Start of PROVIDED PASSAGE
The hanging embroidered pieces—themselves transformations of painting—serve as sculptural elements within the space, while their figural imagery connects thematically with the textile doll forms anchoring two mise-en-scène platform installations placed mid-way through the gallery. These theatrical figures shift the emotional temperature of the presentation from weird to grotesque. The peanut head of the nine-foot-long recumbent doll in Madreperlage (2003) rests against a piece of trendy modern furniture, its stitched gaze directed at a shapely lamp under which loiters a comely young male figure.
The suggested narrative is developed with greater force in Absuction Cardigan (2009), David’s contribution to the 2009 Turner Prize exhibition at Tate Modern. Large-scale, freestanding canvases flanking a black-painted stage depict queer fantasies. Here, the doll takes the form of a dark and immensely extended, limp-limbed male form. In an image of exhaustion and tragedy redolent of Werner Fassbinder’s more orgiastic scenarios, the doll’s head is draped over a lectern. The over-the-top atmosphere culminates in a hunched Humpty-Dumpty-type figure on ski-shaped feet, clutching its groin and staring aggressively at viewers from a face clipped out of a gay fetish catalogue. David has described this grouping as a “monument to contemporary rage” against queer shame and conversion therapy. Channeled through an environment toned in excremental brown and black, it mixes his interest in psychotherapy with an expository process he describes as intended to draw the individual back from extremes to a “sense of neutrality.”
End of PROVIDED PASSAGE
INSTRUCTIONS:
**a.** Answer from the passage about David's doll installations:
(i) How long is the recumbent doll in Madreperlage?
(ii) For which exhibition was Absuction Cardigan made?
(iii) In what colors is the environment of that grouping toned?
**b.** Write the next paragraph of the passage about David's doll installations, picking up after its final sentence.
The material has no connection to the passage about David's installations.
Start of EXTRACTED DATA
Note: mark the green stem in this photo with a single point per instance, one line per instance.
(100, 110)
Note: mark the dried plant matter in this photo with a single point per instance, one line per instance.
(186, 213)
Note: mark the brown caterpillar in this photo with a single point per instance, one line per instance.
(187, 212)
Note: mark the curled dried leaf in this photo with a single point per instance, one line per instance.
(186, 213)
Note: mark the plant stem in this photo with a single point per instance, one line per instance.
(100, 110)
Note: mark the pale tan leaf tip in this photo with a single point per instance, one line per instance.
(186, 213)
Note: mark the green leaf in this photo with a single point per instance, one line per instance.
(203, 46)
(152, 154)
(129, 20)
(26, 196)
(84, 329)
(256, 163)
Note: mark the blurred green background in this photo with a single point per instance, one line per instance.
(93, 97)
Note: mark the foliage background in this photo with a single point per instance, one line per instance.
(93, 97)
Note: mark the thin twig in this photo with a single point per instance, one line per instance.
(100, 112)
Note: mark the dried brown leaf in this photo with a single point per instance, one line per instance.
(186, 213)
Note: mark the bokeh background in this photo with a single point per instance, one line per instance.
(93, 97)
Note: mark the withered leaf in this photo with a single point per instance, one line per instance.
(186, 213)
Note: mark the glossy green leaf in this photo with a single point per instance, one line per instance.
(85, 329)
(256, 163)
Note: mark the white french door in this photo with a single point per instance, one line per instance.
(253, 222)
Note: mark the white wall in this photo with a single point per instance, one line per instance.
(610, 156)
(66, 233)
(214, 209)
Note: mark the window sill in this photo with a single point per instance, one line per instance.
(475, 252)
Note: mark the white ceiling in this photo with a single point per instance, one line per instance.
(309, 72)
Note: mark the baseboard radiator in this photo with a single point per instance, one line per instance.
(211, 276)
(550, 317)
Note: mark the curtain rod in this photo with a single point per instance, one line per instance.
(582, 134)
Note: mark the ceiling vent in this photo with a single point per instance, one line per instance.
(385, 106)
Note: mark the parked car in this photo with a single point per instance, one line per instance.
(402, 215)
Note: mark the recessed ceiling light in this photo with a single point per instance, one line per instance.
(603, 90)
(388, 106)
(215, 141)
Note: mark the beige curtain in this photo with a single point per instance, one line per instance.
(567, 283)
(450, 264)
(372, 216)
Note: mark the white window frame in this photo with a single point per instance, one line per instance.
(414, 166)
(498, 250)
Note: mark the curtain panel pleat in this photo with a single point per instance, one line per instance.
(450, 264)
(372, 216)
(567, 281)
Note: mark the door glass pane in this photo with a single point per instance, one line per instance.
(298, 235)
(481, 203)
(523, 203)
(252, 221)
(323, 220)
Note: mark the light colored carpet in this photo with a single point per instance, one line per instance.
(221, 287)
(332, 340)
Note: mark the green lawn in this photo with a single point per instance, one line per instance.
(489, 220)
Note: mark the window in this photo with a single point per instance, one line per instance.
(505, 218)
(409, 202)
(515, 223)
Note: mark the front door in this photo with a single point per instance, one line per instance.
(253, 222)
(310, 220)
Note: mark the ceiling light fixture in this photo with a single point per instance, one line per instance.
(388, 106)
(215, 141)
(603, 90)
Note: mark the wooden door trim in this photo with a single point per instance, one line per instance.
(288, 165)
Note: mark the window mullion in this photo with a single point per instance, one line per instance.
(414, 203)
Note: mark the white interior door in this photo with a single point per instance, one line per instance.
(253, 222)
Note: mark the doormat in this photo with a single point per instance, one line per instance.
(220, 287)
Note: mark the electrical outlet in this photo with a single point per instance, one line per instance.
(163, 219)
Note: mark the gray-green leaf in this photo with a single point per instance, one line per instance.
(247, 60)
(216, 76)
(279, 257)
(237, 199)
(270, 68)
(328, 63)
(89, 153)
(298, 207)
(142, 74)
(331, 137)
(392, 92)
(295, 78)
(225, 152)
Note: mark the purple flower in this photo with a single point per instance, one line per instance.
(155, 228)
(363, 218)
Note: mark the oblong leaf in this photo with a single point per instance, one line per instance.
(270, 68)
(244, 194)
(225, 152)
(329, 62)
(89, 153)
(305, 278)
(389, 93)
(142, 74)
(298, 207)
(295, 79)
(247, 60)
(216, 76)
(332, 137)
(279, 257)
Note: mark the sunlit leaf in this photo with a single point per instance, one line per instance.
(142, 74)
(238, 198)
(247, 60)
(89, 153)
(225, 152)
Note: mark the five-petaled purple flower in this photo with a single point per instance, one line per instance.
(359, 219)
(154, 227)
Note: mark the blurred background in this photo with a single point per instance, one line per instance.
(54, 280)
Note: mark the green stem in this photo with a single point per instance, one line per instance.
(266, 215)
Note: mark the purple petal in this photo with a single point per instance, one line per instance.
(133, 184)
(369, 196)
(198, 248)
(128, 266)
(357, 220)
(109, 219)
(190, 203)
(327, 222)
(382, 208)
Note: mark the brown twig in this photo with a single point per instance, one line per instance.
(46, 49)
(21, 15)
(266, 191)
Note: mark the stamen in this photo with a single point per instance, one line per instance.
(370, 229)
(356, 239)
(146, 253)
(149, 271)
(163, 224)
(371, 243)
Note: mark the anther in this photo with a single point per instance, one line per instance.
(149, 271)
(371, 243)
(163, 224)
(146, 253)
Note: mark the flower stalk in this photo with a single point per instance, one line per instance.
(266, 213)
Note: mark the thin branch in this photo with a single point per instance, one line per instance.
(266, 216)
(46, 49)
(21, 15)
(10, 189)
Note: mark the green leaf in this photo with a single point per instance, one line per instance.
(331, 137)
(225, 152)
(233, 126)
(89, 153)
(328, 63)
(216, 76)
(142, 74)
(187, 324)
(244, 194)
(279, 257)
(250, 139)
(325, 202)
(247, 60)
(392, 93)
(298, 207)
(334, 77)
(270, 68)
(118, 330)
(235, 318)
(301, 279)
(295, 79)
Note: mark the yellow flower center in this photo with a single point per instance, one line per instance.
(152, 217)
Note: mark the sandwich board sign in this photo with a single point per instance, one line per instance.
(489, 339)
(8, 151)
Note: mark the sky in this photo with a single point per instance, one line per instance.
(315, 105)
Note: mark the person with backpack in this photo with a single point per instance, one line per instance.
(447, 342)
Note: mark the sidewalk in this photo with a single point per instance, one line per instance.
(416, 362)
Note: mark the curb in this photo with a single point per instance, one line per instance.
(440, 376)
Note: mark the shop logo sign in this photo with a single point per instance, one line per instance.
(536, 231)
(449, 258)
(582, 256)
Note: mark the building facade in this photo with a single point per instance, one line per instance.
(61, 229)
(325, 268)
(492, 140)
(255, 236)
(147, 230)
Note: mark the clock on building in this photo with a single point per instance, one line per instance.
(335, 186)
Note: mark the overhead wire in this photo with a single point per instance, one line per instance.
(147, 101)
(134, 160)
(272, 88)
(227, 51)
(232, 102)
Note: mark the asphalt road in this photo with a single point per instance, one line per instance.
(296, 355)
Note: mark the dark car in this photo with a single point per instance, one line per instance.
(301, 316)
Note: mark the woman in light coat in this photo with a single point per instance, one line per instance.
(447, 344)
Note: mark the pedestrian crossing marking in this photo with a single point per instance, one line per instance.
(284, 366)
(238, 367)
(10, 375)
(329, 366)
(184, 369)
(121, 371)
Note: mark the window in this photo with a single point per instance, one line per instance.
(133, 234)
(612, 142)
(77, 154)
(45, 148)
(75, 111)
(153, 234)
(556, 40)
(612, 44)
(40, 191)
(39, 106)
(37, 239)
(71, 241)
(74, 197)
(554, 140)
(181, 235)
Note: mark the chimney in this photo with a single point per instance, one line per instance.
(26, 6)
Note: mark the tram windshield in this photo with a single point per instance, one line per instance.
End of EXTRACTED DATA
RESPONSES PER TASK:
**a.**
(i) Nine feet long.
(ii) The 2009 Turner Prize exhibition at Tate Modern.
(iii) Excremental brown and black.

**b.**
Ultra Paste (2007), the first piece encountered on entering the show, situates tense emotions within the home. This installation re-creates David’s childhood bedroom from memory, a self-consciously modern, streamlined, green interior that appears more angular than comfortable. In the corner is a photographic cut-out of a young man seen from the back, urinating or masturbating over an oversize artist’s manikin, its flexible arms outstretched as if on a cross. Although David refutes any biographical dimensions to his choice of materials or his anarchic hybrids of figuration, the thematic clusters organizing this show recall his personal history and origins. His mother was a dressmaker, and his siblings became workers in textile and leather. His father ran a shopfitting business at the height of Italy’s postwar commercial boom and avidly studied the latest furniture styles and ways of selling.
From an early age, David was exposed to the languages of making and commercial display. They surface repeatedly in this show. Born in the Adriatic city of Ancona, he has been resident in London for more than over 40 years. Like his life, his art navigates transitions, from one technical language to another, just as David has moved from Italian to English. Pitfalls and misunderstandings accompany both journeys, learning from failure and frustration. Hence, perhaps, his reluctance to explain and his willingness to trust in the mystery of the object, in an abstruse idea over solemn depiction. After all, his is a practice based on the mutability of identities as well as materials.